INSTRUCTION:
Return the listing word for word, as given.

[Records from a collection]
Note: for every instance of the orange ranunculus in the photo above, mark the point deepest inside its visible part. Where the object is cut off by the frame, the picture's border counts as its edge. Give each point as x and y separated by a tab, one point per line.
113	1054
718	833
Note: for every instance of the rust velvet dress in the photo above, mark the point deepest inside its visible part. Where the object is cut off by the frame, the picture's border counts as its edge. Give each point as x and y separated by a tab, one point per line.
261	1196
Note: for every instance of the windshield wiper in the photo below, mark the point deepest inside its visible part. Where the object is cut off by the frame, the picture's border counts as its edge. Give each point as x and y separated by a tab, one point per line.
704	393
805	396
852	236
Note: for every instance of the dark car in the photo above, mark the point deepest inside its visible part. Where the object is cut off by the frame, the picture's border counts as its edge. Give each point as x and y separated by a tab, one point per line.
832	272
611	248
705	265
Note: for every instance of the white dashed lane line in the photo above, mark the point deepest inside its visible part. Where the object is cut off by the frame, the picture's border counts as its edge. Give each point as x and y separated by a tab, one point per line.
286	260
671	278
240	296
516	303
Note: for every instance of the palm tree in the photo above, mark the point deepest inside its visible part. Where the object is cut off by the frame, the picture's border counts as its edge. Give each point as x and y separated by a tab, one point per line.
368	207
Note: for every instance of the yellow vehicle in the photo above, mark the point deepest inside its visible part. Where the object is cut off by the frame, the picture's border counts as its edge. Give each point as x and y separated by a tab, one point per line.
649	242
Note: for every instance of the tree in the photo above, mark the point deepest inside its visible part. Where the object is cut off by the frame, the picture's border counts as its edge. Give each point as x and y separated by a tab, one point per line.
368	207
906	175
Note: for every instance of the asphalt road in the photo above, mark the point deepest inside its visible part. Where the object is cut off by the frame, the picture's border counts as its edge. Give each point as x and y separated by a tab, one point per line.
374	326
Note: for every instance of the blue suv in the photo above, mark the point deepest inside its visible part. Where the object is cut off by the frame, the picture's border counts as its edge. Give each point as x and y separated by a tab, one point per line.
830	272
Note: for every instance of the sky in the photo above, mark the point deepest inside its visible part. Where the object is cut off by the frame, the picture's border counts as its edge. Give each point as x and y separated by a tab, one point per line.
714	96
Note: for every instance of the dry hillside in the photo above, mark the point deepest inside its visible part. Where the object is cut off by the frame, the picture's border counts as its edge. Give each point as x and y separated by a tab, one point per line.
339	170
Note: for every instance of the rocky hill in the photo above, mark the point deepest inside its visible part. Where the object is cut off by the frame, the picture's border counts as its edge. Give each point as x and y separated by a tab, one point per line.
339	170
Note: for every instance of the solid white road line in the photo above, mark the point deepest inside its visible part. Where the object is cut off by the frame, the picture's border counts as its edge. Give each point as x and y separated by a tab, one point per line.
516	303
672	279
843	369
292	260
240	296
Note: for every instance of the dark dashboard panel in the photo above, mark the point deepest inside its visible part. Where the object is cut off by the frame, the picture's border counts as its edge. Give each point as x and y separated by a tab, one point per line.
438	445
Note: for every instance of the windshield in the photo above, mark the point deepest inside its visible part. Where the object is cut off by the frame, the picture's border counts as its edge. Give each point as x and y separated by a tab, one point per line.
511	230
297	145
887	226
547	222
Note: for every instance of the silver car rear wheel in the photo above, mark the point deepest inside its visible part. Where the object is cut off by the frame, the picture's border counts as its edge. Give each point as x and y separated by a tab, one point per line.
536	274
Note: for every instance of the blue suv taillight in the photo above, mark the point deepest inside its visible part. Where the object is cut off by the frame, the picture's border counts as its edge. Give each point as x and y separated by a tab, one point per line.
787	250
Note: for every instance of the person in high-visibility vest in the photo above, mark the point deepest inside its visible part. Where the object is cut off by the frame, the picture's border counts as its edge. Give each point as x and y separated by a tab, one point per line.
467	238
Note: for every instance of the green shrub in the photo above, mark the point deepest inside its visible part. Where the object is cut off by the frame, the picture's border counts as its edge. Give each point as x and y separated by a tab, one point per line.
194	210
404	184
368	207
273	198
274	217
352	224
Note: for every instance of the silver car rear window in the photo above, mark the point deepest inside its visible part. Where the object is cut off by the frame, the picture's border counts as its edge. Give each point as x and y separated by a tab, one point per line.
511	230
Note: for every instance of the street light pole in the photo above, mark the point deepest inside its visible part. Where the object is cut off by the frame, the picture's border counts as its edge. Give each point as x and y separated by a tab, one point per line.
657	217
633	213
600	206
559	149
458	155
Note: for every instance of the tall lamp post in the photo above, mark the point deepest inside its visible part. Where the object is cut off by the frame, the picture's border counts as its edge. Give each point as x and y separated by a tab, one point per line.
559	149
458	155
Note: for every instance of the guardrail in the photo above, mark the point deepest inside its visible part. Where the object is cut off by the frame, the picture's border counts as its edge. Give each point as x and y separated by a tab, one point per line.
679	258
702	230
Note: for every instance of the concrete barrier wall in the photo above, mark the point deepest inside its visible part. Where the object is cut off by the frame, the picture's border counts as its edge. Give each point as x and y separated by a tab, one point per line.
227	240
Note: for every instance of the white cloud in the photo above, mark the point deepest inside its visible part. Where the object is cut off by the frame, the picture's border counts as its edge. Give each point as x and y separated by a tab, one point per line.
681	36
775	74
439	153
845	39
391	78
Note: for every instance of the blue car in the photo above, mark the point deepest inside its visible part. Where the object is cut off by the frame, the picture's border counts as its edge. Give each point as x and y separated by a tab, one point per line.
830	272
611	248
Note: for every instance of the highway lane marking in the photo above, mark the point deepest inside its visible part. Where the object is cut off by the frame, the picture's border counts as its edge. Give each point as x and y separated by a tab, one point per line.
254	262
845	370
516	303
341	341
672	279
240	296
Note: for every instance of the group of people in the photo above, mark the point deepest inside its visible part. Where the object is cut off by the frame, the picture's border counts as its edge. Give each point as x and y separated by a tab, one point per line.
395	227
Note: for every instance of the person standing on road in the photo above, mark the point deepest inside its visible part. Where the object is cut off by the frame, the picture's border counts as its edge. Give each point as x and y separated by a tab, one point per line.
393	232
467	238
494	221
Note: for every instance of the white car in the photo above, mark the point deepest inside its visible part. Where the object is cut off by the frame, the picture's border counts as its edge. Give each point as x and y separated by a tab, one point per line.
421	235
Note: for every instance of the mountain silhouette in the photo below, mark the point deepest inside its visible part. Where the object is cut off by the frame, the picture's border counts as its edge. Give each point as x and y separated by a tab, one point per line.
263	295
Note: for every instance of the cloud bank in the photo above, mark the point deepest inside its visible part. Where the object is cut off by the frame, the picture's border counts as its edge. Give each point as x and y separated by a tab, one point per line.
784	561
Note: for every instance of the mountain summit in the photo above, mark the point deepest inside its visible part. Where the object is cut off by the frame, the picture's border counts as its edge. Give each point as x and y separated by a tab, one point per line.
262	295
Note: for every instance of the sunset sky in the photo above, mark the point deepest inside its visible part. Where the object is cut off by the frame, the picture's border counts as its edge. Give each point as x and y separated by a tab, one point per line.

FINISHED TASK:
Note: for every instance of the orange ranunculus in the photo above, mark the point deepest inside its visible part. Where the object is cut off by the frame, the picture's border counts as its edge. Give each point as x and y separated by a tab, one point per line.
113	1054
718	833
Note: for every instance of the rust velvet dress in the photo above, mark the point deepest inside its visible part. Where the object is cut off by the frame, the picture's border counts as its edge. Give each point as x and y separated by a tab, one point per line.
261	1196
Note: for every instance of the windshield wiper in the photo below, mark the point deepest inside its visible part. Where the object is cut off by the frame, the picture's border counts as its edge. Give each point as x and y separated by a tab, one point per line.
704	393
805	396
852	236
Note: for every instance of the dark car in the photo above, mark the point deepest inside its visible part. Where the object is cut off by the frame, the picture's border counts as its edge. Give each point as x and y separated by a tab, one point per line.
832	272
611	248
705	265
Note: for every instance of the white dashed lane line in the photo above, mark the point deepest inside its visible part. Where the object is cut off by the frame, the picture's border counts as its edge. Give each point as x and y separated by a tab, one point per line.
286	260
671	278
240	296
516	303
Note: for every instance of the palm tree in the photo above, mark the point deepest inside its visible part. Where the object is cut off by the frame, the picture's border counts as its edge. Give each point as x and y separated by a tab, one point per line.
368	207
Note: for every instance of the yellow vehicle in the photo above, mark the point deepest inside its visible part. Where the object is cut off by the frame, the picture's border counts as its edge. Give each point as x and y separated by a tab, one point per line.
649	242
Note: for every instance of the tree in the photo above, mark the point deepest inside its visible part. Where the object is cut off by the frame, the picture's border counts as its edge. Give each point as x and y separated by a tab, one point per line.
368	207
906	175
Note: for every instance of the asphalt road in the photo above, mark the point deepest inside its visible part. Where the object is cut off by the frame, the picture's border counts as its edge. Give each point as x and y separated by a tab, one point per line.
374	326
Note: for every instance of the blue suv in the photo above, mark the point deepest inside its visible part. Where the object is cut off by the frame, the picture's border counts as its edge. Give each point as x and y separated by a tab, one point per line.
830	272
Note: for every instance of the sky in the photo above, mark the point deepest inside its visible part. Where the object is cut off by the frame, the picture's border counts as its edge. Give each point as x and y separated by a tab, one point per line.
714	96
Note: for every instance of the dry hillside in the photo above, mark the point deepest inside its visible part. Where the object is cut off by the frame, the picture's border counts as its edge. Give each point as x and y separated by a tab, one point per line.
339	170
Note: for every instance of the rocky hill in the photo above, mark the point deepest inside its visible part. Where the object is cut off by the frame, the picture's border counts as its edge. Give each point as x and y separated by a tab, one point per line.
339	170
Note: for every instance of the solid white road line in the photo above, mark the point deepest inside its visible part. Where the object is cut off by the frame, the picture's border counts as its edge. Give each point as x and y separated by a tab, one point per line.
516	303
672	279
843	369
292	260
240	296
Note: for every instance of the dark dashboard panel in the photo above, mark the point deepest inside its visible part. Where the object is cut off by the frame, the picture's border counts as its edge. Give each point as x and y separated by a tab, one point per line.
438	445
Note: for every instance of the windshield in the photo above, mark the point deepest inside its visible part. Where the object is cut off by the frame, the picture's border counts as its edge. Give each point as x and y separated by a tab, one point per line.
511	230
297	145
887	226
547	222
Note: for every instance of the silver car rear wheel in the photo above, mark the point deepest inside its visible part. Where the object is cut off by the frame, the picture's border counts as its edge. Give each point as x and y separated by a tab, one point per line.
536	274
Note: for every instance of the blue suv taillight in the photo above, mark the point deepest inside its visible part. Where the object is cut off by the frame, the picture's border counts as its edge. Give each point as x and y separated by a tab, one point per line.
787	250
Note: for every instance of the person in high-visibility vest in the photo above, mark the point deepest inside its visible part. Where the object is cut off by the frame, the picture's border counts as its edge. Give each point as x and y separated by a tab, one point per line.
467	238
Note: for every instance of the green shrub in the photo above, mark the point deepest inside its visible part. Where the object is cut off by the frame, the picture's border counts as its edge. Give each point as x and y separated by a tab, one point per line.
194	210
404	184
368	207
273	198
274	217
352	224
Note: for every instance of the silver car rear window in the photo above, mark the point deepest inside its visible part. Where the object is cut off by the frame, the picture's border counts as its edge. Give each point as x and y separated by a tab, one point per line.
511	230
Note: for every instance of the street light pole in the photo above, mark the point deepest inside its visible part. Where the object is cut off by the frame, the picture's border counts as its edge. Give each point as x and y separated by a tab, one point per line.
657	217
633	213
600	206
559	149
458	155
Note: for every instance of the tall lamp post in the photo above, mark the point deepest inside its visible part. Where the object is cut off by the frame, the picture's border counts as its edge. Give each point as x and y separated by a tab, one point per line.
559	149
458	155
Note: for every instance of the guardrail in the photo above, mark the point deepest inside its visible part. Where the object is cut off by the frame, the picture's border counts as its edge. Give each point as x and y separated by a tab, one point per line.
679	258
702	230
Note: for every instance of the concrete barrier wall in the photo above, mark the point deepest inside its visible part. Where the object is cut off by the frame, the picture's border counts as its edge. Give each point as x and y separated by a tab, one point per line.
227	240
Note: for every instance of the white cloud in the photo above, mark the point deepest inside its visible part. Where the object is cut off by the frame, the picture's border counts as its edge. Give each point as x and y separated by a tab, one point per line.
681	36
775	74
439	153
845	39
391	78
Note: for every instance of the blue car in the photo above, mark the point deepest inside its visible part. Where the object is cut off by the frame, the picture's border counts as its edge. Give each point as x and y separated by a tab, one point per line.
830	272
611	248
Note: for every instance of the highway lane marking in the photo above, mark the point deepest inside its visible part. Where the object is cut off by the frame, the picture's border counts as its edge. Give each point as x and y separated by a tab, one point per line.
254	262
845	370
516	303
341	341
672	279
240	296
Note: for every instance of the group of people in the photo above, mark the point deepest inside its visible part. Where the object is cut off by the frame, the picture's border counts as its edge. Give each point as x and y separated by a tab, one point per line.
395	227
Note: for every instance of the person standing on road in the photo above, mark the point deepest inside its visible part. Where the object is cut off by the frame, the picture's border counts as its edge. Give each point as x and y separated by a tab, one point per line.
393	232
467	238
494	221
Note: for every instance of the white car in the photo above, mark the point deepest inside its visible part. Where the object is cut off by the frame, the picture's border counts as its edge. Give each point as x and y separated by a tab, one point per line.
421	235
Note: for every instance of the mountain silhouette in the photo below, mark the point deepest inside its visible part. Where the object is cut off by the frame, the picture's border counts as its edge. Give each point as x and y separated by a tab, one point per line.
263	295
Note: for every instance of the cloud bank in the photo above, mark the point deepest inside its visible part. Where the object is cut off by the frame, the picture's border counts as its edge. Give each point as x and y separated by a tab, one point per line.
784	561
Note: for every instance of the mountain summit in the photo above, mark the point deepest inside its visible part. Where the object is cut off by the frame, the picture's border counts as its edge. Give each point as x and y separated by a tab, one point per line.
262	295
Note: for every instance of the sunset sky in the photo above, mark the point deepest inside its visible part. Where the object is cut off by the frame, the picture's border counts as its edge. Give each point as x and y separated by a tab, one point per line.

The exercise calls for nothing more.